Visceral adiposity: a key driver of non-alcoholic fatty liver disease

Liver fat accumulation/non-alcoholic fatty liver disease (NAFLD) is a highly prevalent condition and has become a major cause of liver failure. Imaging studies have shown that excess liver fat is frequently accompanied by an excess of abdominal visceral adipose tissue. Excess visceral adiposity is associated with an increased risk of type 2 diabetes and cardiovascular disease. Although NAFLD is clearly a risk factor for type 2 diabetes, whether excess liver fat increases cardiovascular disease risk independently of excess visceral adiposity remains uncertain.

As an approach to get further insight into the causality of these associations, a team of investigators led by Dr. Benoit Arsenault at the Centre de recherche de l’Institut universitaire de cardiologie et de pneumologie de Québec – Université Laval has performed Mendelian randomization analyses and the results were published in Communications Medicine. Mendelian randomization can be viewed as a randomized control trial where subjects are naturally randomized based on the absence or presence of genetic variants affecting traits such as abdominal adiposity or liver fat. Previous Mendelian randomization studies had suggested that subjects with genetic variants related to high levels of abdominal adiposity (as estimated by the waist-to-hip ratio) were at increased risk of type 2 diabetes and coronary artery disease. Whether similar findings would be observed for NAFLD was not known.

Using the available genome-wide association study summary statistics of the UK Biobank (n=461,460) and of NAFLD (8434 cases and 770,180 controls), a multivariable Mendelian randomization approach showed that waist circumference was associated with the risk of NAFLD even after control for the body mass index (BMI) whereas the BMI per se did not increase NAFLD risk after control for waist circumference. Furthermore, in multivariable Mendelian randomization analyses accounting for liver fat, waist circumference was strongly associated with type 2 diabetes and coronary artery disease.

Thus, this analytical approach provides further evidence that people who inherit gene variants associated with increased visceral adiposity are at increased risk of developing NAFLD. These results also show the major limitation of using BMI to document the association between obesity and various health outcomes such as liver fat, type 2 diabetes and coronary artery disease. A paradigm shift is therefore needed to properly assess the health risk associated with increased adiposity.

Excerpts from a dataset:
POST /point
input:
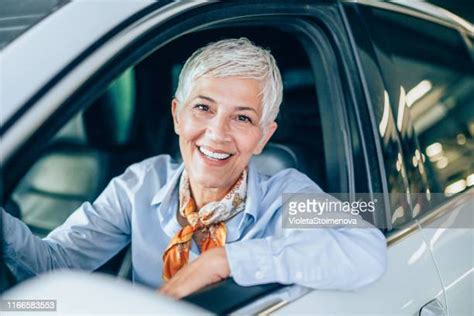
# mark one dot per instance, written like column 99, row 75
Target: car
column 378, row 99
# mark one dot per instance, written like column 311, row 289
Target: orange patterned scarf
column 209, row 220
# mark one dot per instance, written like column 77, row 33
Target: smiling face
column 219, row 130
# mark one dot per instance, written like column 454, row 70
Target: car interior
column 131, row 121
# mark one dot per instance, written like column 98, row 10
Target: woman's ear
column 174, row 112
column 269, row 130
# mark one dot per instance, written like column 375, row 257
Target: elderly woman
column 214, row 215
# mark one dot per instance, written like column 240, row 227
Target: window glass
column 79, row 160
column 431, row 65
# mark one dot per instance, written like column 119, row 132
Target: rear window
column 16, row 16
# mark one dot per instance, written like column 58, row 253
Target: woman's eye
column 202, row 107
column 244, row 118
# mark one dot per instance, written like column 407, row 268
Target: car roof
column 37, row 55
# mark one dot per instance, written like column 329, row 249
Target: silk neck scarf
column 210, row 220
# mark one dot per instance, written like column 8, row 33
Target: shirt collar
column 253, row 190
column 169, row 187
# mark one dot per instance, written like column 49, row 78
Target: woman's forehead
column 234, row 91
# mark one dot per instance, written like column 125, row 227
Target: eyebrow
column 239, row 108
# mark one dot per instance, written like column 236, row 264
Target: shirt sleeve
column 338, row 258
column 89, row 237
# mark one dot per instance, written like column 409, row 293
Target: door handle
column 433, row 308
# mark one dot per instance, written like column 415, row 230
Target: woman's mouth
column 208, row 153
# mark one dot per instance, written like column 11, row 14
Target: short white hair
column 240, row 58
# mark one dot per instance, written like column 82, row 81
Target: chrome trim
column 430, row 217
column 430, row 12
column 445, row 208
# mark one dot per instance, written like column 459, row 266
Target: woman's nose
column 218, row 129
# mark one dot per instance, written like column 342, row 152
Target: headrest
column 274, row 158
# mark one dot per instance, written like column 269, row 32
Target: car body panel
column 450, row 236
column 28, row 123
column 409, row 282
column 90, row 294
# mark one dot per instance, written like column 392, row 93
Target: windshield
column 18, row 16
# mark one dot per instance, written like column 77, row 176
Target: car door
column 434, row 121
column 411, row 283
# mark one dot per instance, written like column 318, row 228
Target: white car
column 379, row 99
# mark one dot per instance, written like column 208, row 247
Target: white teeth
column 210, row 154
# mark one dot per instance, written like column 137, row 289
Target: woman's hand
column 208, row 268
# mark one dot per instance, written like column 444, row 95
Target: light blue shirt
column 140, row 206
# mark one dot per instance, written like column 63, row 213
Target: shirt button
column 259, row 275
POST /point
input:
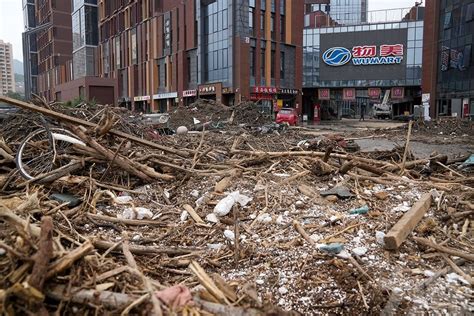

* TASKS FOR THIS EXERCISE
1) According to the article, in which journal were the Mendelian randomization results published?
2) Transcribe the article between "Liver fat accumulation/non-alcoholic" and "adiposity remains uncertain.", inclusive.
Rely on the article alone.

* RESPONSES IN ORDER
1) Communications Medicine.

2)
Liver fat accumulation/non-alcoholic fatty liver disease (NAFLD) is a highly prevalent condition and has become a major cause of liver failure. Imaging studies have shown that excess liver fat is frequently accompanied by an excess of abdominal visceral adipose tissue. Excess visceral adiposity is associated with an increased risk of type 2 diabetes and cardiovascular disease. Although NAFLD is clearly a risk factor for type 2 diabetes, whether excess liver fat increases cardiovascular disease risk independently of excess visceral adiposity remains uncertain.